### KORTE OPGAVE 1
Zoek in de rijen hieronder elke regel op waarin het woord "house" staat en neem die regels over. Hoofdletters en kleine letters tellen mee.

Home Nieuws Systeemintegratie: morgen verbinden met vandaag

Systeemintegratie: morgen verbinden met vandaag

Foto van Alan Croes en Marc Londo
Achtergrond

Het energiesysteem van de toekomst vraagt om nauwe samenwerking tussen alle betrokken partijen. Een werkgroep systeemintegratie, met onder meer afgevaardigden van TenneT, NVDE en EBN, onderzocht hoe die samenwerking vorm moet krijgen. Tijd voor een gesprek met twee deelnemers van de werkgroep: Alan Croes, Head System Outlook, unit Energy System Planning, TenneT en Marc Londo, inhoudelijk strateeg Nederlandse Vereniging Duurzame Energie (NVDE).

Wat verstaan jullie onder systeemintegratie?

EBN ziet systeemintegratie ook als de koppeling van de juiste onderdelen van ons huidige energiesysteem aan nieuwe onderdelen van het toekomstige systeem.

### KORTE OPGAVE 2
Geef uit de tekst over systeemintegratie hierboven woordelijk het stuk weer dat begint bij "Home Nieuws Systeemintegratie: morgen" en doorloopt tot en met "het toekomstige systeem.".

### WERKGEGEVENS
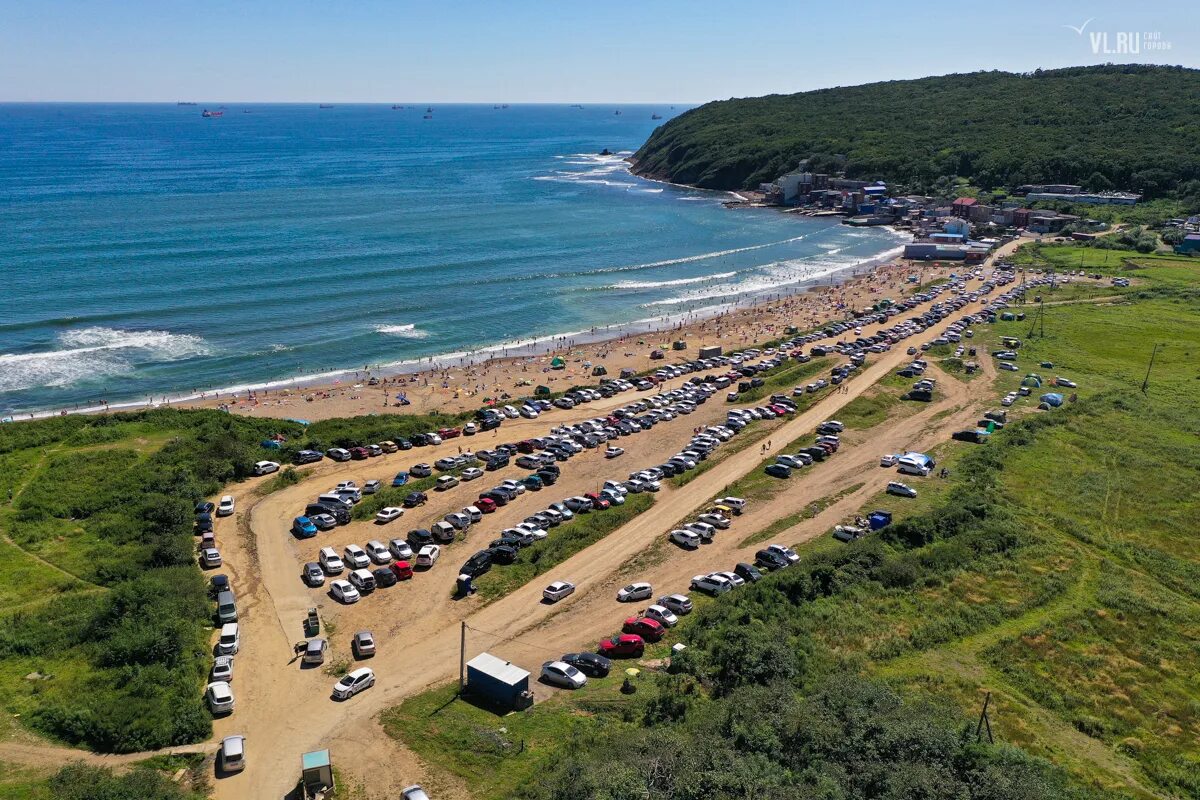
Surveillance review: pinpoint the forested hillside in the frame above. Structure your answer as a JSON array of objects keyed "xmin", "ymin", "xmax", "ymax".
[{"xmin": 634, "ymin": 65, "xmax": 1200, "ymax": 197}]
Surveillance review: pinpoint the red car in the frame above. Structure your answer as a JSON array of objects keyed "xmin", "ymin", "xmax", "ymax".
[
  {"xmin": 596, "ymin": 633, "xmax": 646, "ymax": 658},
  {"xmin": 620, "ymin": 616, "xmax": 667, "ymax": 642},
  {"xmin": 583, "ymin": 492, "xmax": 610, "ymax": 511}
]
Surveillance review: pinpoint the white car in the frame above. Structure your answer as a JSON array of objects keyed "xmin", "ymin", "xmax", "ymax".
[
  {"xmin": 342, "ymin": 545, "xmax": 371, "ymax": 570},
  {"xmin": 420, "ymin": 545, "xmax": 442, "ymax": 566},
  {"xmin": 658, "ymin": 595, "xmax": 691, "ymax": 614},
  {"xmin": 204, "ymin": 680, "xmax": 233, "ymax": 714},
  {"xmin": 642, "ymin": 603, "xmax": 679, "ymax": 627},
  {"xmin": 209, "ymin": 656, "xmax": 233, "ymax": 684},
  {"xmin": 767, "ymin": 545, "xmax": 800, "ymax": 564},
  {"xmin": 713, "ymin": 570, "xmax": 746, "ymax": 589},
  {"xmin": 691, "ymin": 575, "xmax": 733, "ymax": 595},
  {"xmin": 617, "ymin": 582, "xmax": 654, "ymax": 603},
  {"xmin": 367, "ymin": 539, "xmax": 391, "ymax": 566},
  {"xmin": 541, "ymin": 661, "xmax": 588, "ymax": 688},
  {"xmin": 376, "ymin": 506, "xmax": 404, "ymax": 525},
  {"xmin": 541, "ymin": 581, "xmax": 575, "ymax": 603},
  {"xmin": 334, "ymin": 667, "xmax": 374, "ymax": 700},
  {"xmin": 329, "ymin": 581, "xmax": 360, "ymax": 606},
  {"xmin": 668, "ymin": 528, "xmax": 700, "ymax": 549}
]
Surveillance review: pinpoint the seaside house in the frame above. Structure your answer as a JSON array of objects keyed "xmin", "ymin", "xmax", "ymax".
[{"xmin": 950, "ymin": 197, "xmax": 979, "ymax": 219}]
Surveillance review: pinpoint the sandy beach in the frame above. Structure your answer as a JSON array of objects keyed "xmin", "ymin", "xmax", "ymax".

### RESULTAAT OPGAVE 1
Surveillance review: pinpoint the seaside house in the frame above. Structure your answer as a JSON array of objects keyed "xmin", "ymin", "xmax", "ymax".

### RESULTAAT OPGAVE 2
Home Nieuws Systeemintegratie: morgen verbinden met vandaag

Systeemintegratie: morgen verbinden met vandaag

Foto van Alan Croes en Marc Londo
Achtergrond

Het energiesysteem van de toekomst vraagt om nauwe samenwerking tussen alle betrokken partijen. Een werkgroep systeemintegratie, met onder meer afgevaardigden van TenneT, NVDE en EBN, onderzocht hoe die samenwerking vorm moet krijgen. Tijd voor een gesprek met twee deelnemers van de werkgroep: Alan Croes, Head System Outlook, unit Energy System Planning, TenneT en Marc Londo, inhoudelijk strateeg Nederlandse Vereniging Duurzame Energie (NVDE).

Wat verstaan jullie onder systeemintegratie?

EBN ziet systeemintegratie ook als de koppeling van de juiste onderdelen van ons huidige energiesysteem aan nieuwe onderdelen van het toekomstige systeem.